Typ het deel van de asieluitspraak dat begint bij "Op 22 november" en eindigt bij "tegen deze uitspraak." precies over.

■ Gekozen fragment ■
───
ECLI:NL:RVS:2024:4822

Raad van State

Datum uitspraak
22 november 2024
Publicatiedatum
25 november 2024
Zaaknummer
202404245/1/V2
Instantie
Raad van State
Type
Uitspraak
Procedures
  • Hoger beroep
Rechters
  • H.G. Sevenster
Vindplaatsen
  • Rechtspraak.nl
AI samenvatting door LexboostAutomatisch gegenereerd

Afwijzing verblijfsvergunning asiel en niet-ontvankelijkheid hoger beroep

Op 22 november 2024 heeft de Afdeling bestuursrechtspraak van de Raad van State uitspraak gedaan in een hoger beroep van een vreemdeling tegen de afwijzing van zijn aanvraag voor een verblijfsvergunning asiel voor bepaalde tijd. De staatssecretaris van Justitie en Veiligheid had op 28 mei 2024 de aanvraag van de vreemdeling afgewezen. De rechtbank Den Haag had op 3 juli 2024 het beroep van de vreemdeling ongegrond verklaard. De vreemdeling, vertegenwoordigd door mr. C. Mayne, heeft hoger beroep ingesteld tegen deze uitspraak.
───
■ Aangeleverde gegevens ■
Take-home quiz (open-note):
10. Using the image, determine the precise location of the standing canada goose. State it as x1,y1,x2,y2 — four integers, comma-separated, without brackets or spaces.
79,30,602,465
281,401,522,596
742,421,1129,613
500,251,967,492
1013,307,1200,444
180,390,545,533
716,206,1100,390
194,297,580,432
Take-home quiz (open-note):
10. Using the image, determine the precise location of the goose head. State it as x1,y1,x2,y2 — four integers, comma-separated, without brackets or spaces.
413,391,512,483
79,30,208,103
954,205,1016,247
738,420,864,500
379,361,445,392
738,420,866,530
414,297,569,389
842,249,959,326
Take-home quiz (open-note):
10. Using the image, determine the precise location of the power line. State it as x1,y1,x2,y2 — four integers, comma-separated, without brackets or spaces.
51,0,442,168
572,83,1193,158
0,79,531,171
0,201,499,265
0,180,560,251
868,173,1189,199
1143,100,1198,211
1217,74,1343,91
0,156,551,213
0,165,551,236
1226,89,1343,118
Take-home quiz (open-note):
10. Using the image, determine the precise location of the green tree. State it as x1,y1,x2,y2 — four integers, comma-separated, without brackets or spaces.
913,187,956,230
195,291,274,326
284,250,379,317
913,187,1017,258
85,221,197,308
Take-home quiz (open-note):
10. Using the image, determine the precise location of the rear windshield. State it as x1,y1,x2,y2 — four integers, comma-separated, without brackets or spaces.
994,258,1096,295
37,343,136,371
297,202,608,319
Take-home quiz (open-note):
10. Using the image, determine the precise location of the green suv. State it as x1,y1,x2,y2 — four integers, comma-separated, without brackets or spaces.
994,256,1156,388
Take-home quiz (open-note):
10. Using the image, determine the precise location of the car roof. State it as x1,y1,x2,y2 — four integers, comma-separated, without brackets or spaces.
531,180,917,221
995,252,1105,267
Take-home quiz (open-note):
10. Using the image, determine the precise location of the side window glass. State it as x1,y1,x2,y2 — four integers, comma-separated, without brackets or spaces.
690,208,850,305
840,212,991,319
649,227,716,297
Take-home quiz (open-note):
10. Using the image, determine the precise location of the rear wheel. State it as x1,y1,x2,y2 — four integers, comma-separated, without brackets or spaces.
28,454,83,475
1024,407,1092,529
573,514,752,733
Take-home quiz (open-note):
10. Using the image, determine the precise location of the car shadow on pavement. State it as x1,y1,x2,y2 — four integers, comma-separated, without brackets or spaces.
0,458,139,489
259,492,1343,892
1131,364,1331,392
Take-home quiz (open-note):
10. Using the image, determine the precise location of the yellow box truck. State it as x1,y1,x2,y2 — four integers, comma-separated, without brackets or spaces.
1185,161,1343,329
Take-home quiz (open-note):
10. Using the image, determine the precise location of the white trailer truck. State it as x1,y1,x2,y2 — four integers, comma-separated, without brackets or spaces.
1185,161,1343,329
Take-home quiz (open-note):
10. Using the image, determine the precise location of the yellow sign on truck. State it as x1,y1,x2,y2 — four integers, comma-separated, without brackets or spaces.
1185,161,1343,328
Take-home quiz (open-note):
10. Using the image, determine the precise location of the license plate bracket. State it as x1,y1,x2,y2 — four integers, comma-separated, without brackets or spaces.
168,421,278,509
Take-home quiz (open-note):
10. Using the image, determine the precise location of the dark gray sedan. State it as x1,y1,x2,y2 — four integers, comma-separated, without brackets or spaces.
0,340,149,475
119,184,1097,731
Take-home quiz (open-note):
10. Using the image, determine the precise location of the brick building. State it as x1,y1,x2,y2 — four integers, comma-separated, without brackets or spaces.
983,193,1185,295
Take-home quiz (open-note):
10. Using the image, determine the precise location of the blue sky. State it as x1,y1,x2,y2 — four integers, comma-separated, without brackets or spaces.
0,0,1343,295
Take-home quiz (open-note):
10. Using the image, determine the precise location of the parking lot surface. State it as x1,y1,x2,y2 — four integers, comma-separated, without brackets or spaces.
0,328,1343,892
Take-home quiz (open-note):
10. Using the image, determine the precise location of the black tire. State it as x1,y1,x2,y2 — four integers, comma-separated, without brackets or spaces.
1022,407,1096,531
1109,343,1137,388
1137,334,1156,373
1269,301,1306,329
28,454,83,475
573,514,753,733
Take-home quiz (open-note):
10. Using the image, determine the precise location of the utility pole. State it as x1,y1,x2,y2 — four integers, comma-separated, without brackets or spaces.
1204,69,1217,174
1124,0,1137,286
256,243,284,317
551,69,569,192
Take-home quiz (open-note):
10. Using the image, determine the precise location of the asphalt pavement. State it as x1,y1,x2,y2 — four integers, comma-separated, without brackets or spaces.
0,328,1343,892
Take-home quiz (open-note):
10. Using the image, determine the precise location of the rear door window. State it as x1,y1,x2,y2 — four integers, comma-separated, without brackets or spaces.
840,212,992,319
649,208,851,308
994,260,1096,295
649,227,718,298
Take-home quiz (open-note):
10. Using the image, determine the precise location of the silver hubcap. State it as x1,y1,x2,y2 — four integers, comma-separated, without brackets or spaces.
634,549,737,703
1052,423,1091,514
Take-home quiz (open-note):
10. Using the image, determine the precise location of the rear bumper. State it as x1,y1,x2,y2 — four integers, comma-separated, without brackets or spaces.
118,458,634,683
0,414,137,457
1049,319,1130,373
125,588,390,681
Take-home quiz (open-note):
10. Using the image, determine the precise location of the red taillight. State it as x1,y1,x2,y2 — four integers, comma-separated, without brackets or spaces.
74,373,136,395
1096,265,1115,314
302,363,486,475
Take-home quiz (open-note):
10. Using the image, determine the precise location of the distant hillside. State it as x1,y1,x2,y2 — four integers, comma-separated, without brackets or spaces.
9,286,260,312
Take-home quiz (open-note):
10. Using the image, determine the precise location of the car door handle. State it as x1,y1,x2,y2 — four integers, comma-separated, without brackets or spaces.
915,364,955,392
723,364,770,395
───
■ Het antwoord ■
Op 22 november 2024 heeft de Afdeling bestuursrechtspraak van de Raad van State uitspraak gedaan in een hoger beroep van een vreemdeling tegen de afwijzing van zijn aanvraag voor een verblijfsvergunning asiel voor bepaalde tijd. De staatssecretaris van Justitie en Veiligheid had op 28 mei 2024 de aanvraag van de vreemdeling afgewezen. De rechtbank Den Haag had op 3 juli 2024 het beroep van de vreemdeling ongegrond verklaard. De vreemdeling, vertegenwoordigd door mr. C. Mayne, heeft hoger beroep ingesteld tegen deze uitspraak.